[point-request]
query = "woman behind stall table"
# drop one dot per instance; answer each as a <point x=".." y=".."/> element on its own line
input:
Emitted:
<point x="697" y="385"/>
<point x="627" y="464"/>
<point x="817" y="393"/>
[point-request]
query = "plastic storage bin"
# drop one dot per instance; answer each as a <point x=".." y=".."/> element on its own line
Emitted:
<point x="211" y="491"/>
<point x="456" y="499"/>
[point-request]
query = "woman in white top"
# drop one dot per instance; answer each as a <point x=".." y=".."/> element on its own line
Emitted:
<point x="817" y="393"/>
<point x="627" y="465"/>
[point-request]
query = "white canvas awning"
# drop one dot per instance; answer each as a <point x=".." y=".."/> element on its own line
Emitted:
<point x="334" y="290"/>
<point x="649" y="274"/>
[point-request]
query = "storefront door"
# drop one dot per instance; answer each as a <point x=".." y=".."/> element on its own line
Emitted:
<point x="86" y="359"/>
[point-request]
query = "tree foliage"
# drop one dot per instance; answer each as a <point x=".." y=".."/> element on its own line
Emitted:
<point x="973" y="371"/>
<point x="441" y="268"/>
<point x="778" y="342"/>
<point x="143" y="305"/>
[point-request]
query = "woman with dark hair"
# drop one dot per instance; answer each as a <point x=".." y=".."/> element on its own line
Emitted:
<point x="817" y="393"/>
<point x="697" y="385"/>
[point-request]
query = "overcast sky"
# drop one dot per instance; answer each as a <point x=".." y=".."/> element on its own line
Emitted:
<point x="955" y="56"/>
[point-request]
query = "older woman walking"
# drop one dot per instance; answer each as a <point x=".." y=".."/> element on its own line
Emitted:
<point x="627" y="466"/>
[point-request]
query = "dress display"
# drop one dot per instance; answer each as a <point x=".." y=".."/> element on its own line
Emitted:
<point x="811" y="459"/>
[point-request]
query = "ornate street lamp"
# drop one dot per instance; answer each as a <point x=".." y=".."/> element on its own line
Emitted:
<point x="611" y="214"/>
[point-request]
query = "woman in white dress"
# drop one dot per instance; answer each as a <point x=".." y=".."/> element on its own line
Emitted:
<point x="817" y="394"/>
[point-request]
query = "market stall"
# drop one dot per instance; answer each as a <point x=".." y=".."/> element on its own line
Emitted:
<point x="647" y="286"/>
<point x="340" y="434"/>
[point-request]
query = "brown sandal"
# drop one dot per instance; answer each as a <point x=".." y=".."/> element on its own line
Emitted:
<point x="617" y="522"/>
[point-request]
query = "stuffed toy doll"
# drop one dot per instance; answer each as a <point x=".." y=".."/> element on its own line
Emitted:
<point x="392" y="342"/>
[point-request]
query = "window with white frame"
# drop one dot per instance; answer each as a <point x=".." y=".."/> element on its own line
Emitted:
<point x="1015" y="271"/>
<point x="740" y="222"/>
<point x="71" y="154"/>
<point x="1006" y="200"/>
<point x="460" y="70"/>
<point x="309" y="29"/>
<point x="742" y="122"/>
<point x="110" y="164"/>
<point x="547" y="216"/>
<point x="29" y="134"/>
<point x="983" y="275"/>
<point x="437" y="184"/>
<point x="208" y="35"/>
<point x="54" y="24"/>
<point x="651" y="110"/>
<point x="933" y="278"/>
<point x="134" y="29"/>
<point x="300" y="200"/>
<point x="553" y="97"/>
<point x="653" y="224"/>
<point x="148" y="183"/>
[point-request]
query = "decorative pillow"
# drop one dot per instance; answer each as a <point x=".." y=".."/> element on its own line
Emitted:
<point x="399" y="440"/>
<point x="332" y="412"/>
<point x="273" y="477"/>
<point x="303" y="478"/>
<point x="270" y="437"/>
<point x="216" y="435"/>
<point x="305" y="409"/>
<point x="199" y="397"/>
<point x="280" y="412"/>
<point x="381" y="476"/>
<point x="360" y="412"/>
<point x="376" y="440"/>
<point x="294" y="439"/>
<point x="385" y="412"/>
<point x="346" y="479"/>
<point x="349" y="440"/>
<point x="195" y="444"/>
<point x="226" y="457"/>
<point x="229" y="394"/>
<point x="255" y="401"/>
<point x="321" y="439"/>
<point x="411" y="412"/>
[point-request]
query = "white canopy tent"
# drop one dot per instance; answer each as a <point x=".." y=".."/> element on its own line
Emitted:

- - - -

What the task asks.
Working from the listing above, give it again word for word.

Response area.
[point-request]
query = "woman behind stall table"
# drop one dot per instance; answer each as a <point x=".." y=".."/> element on its own line
input:
Emitted:
<point x="697" y="385"/>
<point x="627" y="464"/>
<point x="817" y="393"/>
[point-request]
query = "plastic storage bin"
# drop one dot per instance; answer each as a <point x=".." y=".."/> element on its own line
Emitted:
<point x="211" y="491"/>
<point x="456" y="499"/>
[point-request]
query = "woman in white top"
# drop one dot per instance; answer each as a <point x=".." y=".."/> element on its own line
Emitted:
<point x="817" y="393"/>
<point x="627" y="465"/>
[point-request]
query = "white canvas awning"
# drop one dot per instance; answer each as a <point x=".." y=".."/> element on its own line
Emitted:
<point x="334" y="290"/>
<point x="649" y="274"/>
[point-request]
query = "storefront door"
# drop one dot per instance; answer each as a <point x=".." y=".."/> element on its own line
Emitted:
<point x="86" y="359"/>
[point-request]
query = "tree foliage"
# drop one dot per instance; answer each as a <point x=".." y=".."/> element on its own line
Emitted:
<point x="973" y="371"/>
<point x="441" y="268"/>
<point x="778" y="342"/>
<point x="143" y="305"/>
[point-request]
query = "woman with dark hair"
# drop one dot per instance; answer each as a <point x=".." y=".."/> element on its own line
Emitted:
<point x="817" y="393"/>
<point x="697" y="385"/>
[point-request]
query = "overcast sky"
# drop one dot per instance; answer each as a <point x=".." y=".."/> element on its own line
Emitted:
<point x="955" y="56"/>
[point-request]
query = "older woman walking"
# drop one dot per instance; answer each as a <point x=".." y=".."/> element on its own line
Emitted:
<point x="627" y="466"/>
[point-request]
query = "dress display"
# drop one dot per instance; answer each as a <point x=".." y=".."/> element on its own line
Emitted:
<point x="811" y="459"/>
[point-request]
query = "ornate street lamp"
# drop one dot per instance; answer each as a <point x=".." y=".."/> element on its own line
Emitted:
<point x="611" y="214"/>
[point-request]
query = "woman in white dress"
# drop one dot per instance; answer each as a <point x=".." y=".."/> element on its own line
Emitted:
<point x="817" y="394"/>
[point-request]
query = "market stall"
# drop one dot per instance; answer each as a <point x=".." y=".."/> element on its own line
Emitted:
<point x="647" y="286"/>
<point x="340" y="434"/>
[point-request]
query = "brown sandal"
# drop one dot per instance; answer each as a <point x=".." y=".."/> element on its own line
Emitted:
<point x="617" y="522"/>
[point-request]
query = "stuffed toy doll"
# drop one dot per instance; answer each as a <point x=".." y=".."/> element on its own line
Emitted:
<point x="392" y="342"/>
[point-request]
query = "window with white frame"
# drop one dot per instance; answer each as a <point x=".." y=".."/> element on its own line
Emitted:
<point x="1015" y="271"/>
<point x="740" y="222"/>
<point x="71" y="154"/>
<point x="1006" y="200"/>
<point x="460" y="70"/>
<point x="309" y="29"/>
<point x="742" y="122"/>
<point x="110" y="164"/>
<point x="547" y="216"/>
<point x="29" y="134"/>
<point x="983" y="275"/>
<point x="437" y="184"/>
<point x="208" y="35"/>
<point x="54" y="24"/>
<point x="651" y="110"/>
<point x="933" y="278"/>
<point x="134" y="29"/>
<point x="300" y="200"/>
<point x="553" y="97"/>
<point x="653" y="224"/>
<point x="148" y="183"/>
[point-request]
query = "decorative pillow"
# drop one dot per instance; answer each as a <point x=".." y=".."/> element on its own line
Emitted:
<point x="399" y="440"/>
<point x="332" y="412"/>
<point x="273" y="477"/>
<point x="303" y="478"/>
<point x="270" y="437"/>
<point x="216" y="435"/>
<point x="305" y="409"/>
<point x="199" y="397"/>
<point x="280" y="412"/>
<point x="381" y="476"/>
<point x="360" y="412"/>
<point x="376" y="440"/>
<point x="294" y="439"/>
<point x="385" y="412"/>
<point x="346" y="479"/>
<point x="349" y="440"/>
<point x="195" y="444"/>
<point x="226" y="457"/>
<point x="229" y="394"/>
<point x="255" y="401"/>
<point x="321" y="439"/>
<point x="411" y="412"/>
[point-request]
query = "white canopy tent"
# drop one dot per instance; answer each as a <point x=".." y=".."/> element on its own line
Emitted:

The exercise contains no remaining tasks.